[WHAT THIS TASK INVOLVES]: Can you copy out the data lines that run from the one containing "Inventory check: does the image above contain any horse's head?" through the one containing "xmin=33 ymin=7 xmax=90 ymax=88", both ends included, leaving every character unchanged?

[Raw records]
[start]

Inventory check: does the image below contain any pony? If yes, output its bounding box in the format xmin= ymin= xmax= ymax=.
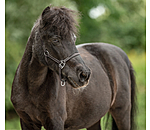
xmin=11 ymin=6 xmax=136 ymax=130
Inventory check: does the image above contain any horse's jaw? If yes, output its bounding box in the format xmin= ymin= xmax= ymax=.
xmin=67 ymin=77 xmax=89 ymax=89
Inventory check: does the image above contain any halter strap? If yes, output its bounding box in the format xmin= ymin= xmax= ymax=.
xmin=43 ymin=45 xmax=80 ymax=86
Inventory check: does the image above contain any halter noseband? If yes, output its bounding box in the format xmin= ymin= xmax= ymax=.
xmin=43 ymin=45 xmax=80 ymax=86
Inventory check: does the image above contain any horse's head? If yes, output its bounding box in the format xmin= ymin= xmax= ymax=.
xmin=33 ymin=7 xmax=90 ymax=88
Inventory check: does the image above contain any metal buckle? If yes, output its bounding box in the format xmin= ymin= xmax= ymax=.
xmin=44 ymin=50 xmax=49 ymax=56
xmin=59 ymin=60 xmax=66 ymax=69
xmin=61 ymin=80 xmax=66 ymax=86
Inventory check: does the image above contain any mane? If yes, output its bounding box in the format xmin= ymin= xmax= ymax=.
xmin=32 ymin=6 xmax=79 ymax=38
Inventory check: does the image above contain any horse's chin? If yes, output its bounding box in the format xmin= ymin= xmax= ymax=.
xmin=68 ymin=77 xmax=89 ymax=89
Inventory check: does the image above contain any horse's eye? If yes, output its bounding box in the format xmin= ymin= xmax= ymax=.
xmin=53 ymin=39 xmax=59 ymax=43
xmin=52 ymin=38 xmax=60 ymax=46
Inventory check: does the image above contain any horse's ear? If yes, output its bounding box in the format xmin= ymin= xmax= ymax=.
xmin=42 ymin=6 xmax=50 ymax=19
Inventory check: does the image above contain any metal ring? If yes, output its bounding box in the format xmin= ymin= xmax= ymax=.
xmin=61 ymin=80 xmax=66 ymax=86
xmin=44 ymin=50 xmax=49 ymax=56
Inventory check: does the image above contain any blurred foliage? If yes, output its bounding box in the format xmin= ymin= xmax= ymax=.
xmin=5 ymin=0 xmax=146 ymax=127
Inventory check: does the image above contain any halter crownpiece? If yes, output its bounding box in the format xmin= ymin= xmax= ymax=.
xmin=43 ymin=47 xmax=80 ymax=86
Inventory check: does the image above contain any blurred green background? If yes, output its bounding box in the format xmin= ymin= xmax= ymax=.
xmin=5 ymin=0 xmax=146 ymax=130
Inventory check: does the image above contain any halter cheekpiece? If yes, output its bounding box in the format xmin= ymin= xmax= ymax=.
xmin=43 ymin=45 xmax=80 ymax=86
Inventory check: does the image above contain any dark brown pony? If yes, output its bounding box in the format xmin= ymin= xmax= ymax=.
xmin=11 ymin=7 xmax=135 ymax=130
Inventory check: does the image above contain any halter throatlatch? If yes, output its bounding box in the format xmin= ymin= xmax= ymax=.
xmin=43 ymin=47 xmax=80 ymax=86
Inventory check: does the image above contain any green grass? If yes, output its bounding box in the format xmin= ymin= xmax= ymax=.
xmin=5 ymin=51 xmax=146 ymax=130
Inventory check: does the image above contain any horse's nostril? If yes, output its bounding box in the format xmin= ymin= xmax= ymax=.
xmin=79 ymin=72 xmax=90 ymax=82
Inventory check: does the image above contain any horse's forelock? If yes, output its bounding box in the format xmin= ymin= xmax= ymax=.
xmin=40 ymin=7 xmax=79 ymax=37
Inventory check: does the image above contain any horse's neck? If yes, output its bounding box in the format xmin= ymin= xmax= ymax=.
xmin=28 ymin=57 xmax=48 ymax=90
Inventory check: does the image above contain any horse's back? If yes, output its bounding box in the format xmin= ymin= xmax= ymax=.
xmin=77 ymin=43 xmax=131 ymax=105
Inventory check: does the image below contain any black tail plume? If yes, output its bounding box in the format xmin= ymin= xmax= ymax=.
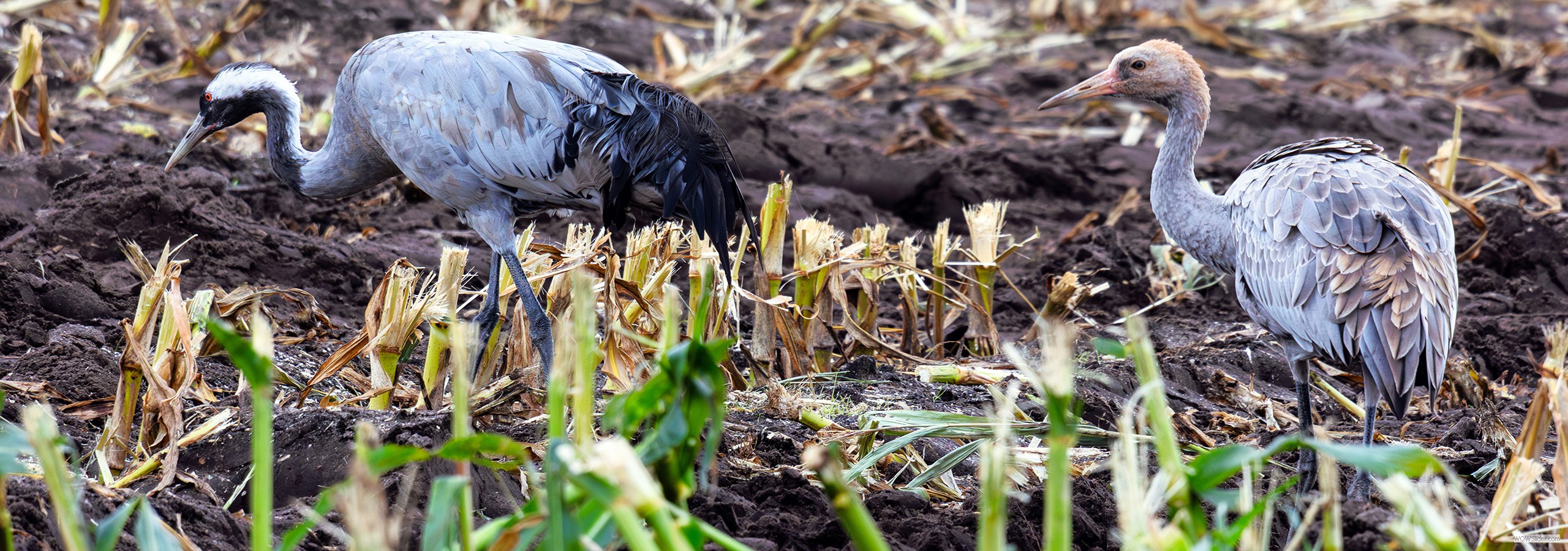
xmin=569 ymin=72 xmax=757 ymax=271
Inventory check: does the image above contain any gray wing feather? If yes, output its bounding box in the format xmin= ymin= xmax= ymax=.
xmin=351 ymin=31 xmax=635 ymax=211
xmin=1226 ymin=138 xmax=1457 ymax=415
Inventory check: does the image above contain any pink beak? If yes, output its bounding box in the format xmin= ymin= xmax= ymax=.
xmin=1039 ymin=67 xmax=1121 ymax=111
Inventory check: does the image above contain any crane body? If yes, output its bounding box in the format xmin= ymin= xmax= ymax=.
xmin=1039 ymin=40 xmax=1458 ymax=498
xmin=166 ymin=31 xmax=745 ymax=378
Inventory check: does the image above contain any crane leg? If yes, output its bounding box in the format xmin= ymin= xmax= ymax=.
xmin=1350 ymin=389 xmax=1378 ymax=501
xmin=502 ymin=250 xmax=555 ymax=379
xmin=469 ymin=252 xmax=502 ymax=367
xmin=1286 ymin=346 xmax=1317 ymax=492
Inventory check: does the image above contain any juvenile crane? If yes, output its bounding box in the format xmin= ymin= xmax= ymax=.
xmin=1039 ymin=40 xmax=1458 ymax=498
xmin=165 ymin=31 xmax=745 ymax=373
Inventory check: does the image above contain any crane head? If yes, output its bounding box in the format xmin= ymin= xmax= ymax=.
xmin=163 ymin=62 xmax=298 ymax=171
xmin=1039 ymin=39 xmax=1209 ymax=110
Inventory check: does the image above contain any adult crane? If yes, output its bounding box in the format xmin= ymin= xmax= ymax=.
xmin=165 ymin=31 xmax=745 ymax=378
xmin=1039 ymin=40 xmax=1458 ymax=498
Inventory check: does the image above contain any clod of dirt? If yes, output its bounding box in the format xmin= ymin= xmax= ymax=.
xmin=3 ymin=324 xmax=119 ymax=401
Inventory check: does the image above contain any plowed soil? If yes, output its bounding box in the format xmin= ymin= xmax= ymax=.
xmin=0 ymin=0 xmax=1568 ymax=549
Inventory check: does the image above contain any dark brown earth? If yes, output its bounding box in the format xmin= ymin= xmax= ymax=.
xmin=0 ymin=0 xmax=1568 ymax=549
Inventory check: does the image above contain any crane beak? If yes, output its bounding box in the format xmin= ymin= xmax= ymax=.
xmin=163 ymin=114 xmax=218 ymax=172
xmin=1039 ymin=69 xmax=1121 ymax=111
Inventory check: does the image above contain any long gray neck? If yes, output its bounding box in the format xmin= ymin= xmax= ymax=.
xmin=262 ymin=89 xmax=398 ymax=199
xmin=1149 ymin=94 xmax=1235 ymax=272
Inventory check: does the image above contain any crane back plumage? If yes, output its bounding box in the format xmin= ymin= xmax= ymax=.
xmin=1224 ymin=138 xmax=1457 ymax=416
xmin=337 ymin=31 xmax=745 ymax=268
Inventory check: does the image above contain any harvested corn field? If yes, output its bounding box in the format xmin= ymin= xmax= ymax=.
xmin=0 ymin=0 xmax=1568 ymax=551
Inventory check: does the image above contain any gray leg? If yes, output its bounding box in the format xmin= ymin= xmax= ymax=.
xmin=502 ymin=252 xmax=555 ymax=379
xmin=469 ymin=252 xmax=500 ymax=380
xmin=1286 ymin=353 xmax=1317 ymax=492
xmin=475 ymin=252 xmax=500 ymax=346
xmin=1350 ymin=389 xmax=1378 ymax=501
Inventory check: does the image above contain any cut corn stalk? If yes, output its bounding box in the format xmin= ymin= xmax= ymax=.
xmin=420 ymin=247 xmax=469 ymax=408
xmin=176 ymin=0 xmax=266 ymax=78
xmin=1480 ymin=324 xmax=1568 ymax=551
xmin=340 ymin=421 xmax=400 ymax=549
xmin=1005 ymin=319 xmax=1079 ymax=551
xmin=964 ymin=200 xmax=1007 ymax=357
xmin=0 ymin=22 xmax=44 ymax=152
xmin=751 ymin=174 xmax=795 ymax=377
xmin=843 ymin=224 xmax=892 ymax=357
xmin=914 ymin=363 xmax=1016 ymax=385
xmin=561 ymin=269 xmax=599 ymax=449
xmin=97 ymin=241 xmax=185 ymax=470
xmin=894 ymin=236 xmax=925 ymax=354
xmin=795 ymin=217 xmax=843 ymax=373
xmin=801 ymin=443 xmax=891 ymax=551
xmin=975 ymin=380 xmax=1022 ymax=551
xmin=927 ymin=221 xmax=963 ymax=359
xmin=369 ymin=258 xmax=423 ymax=410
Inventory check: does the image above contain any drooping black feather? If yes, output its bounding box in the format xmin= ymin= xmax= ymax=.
xmin=563 ymin=72 xmax=756 ymax=271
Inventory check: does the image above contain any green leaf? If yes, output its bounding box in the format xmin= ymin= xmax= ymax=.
xmin=1305 ymin=440 xmax=1447 ymax=479
xmin=273 ymin=485 xmax=339 ymax=551
xmin=92 ymin=497 xmax=146 ymax=551
xmin=1090 ymin=337 xmax=1128 ymax=360
xmin=469 ymin=511 xmax=527 ymax=551
xmin=903 ymin=440 xmax=985 ymax=489
xmin=843 ymin=425 xmax=946 ymax=481
xmin=636 ymin=397 xmax=690 ymax=463
xmin=436 ymin=432 xmax=529 ymax=468
xmin=419 ymin=476 xmax=469 ymax=551
xmin=0 ymin=421 xmax=33 ymax=474
xmin=1187 ymin=444 xmax=1267 ymax=493
xmin=137 ymin=500 xmax=182 ymax=551
xmin=365 ymin=444 xmax=429 ymax=476
xmin=204 ymin=318 xmax=273 ymax=387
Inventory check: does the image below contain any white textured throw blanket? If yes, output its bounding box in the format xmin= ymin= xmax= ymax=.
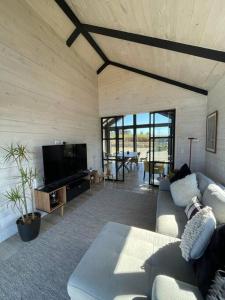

[end]

[COMPLETE ANSWER]:
Inventory check: does the image above contain any horse's head? If yes, output its bounding box in the format xmin= ymin= xmax= ymax=.
xmin=33 ymin=7 xmax=90 ymax=88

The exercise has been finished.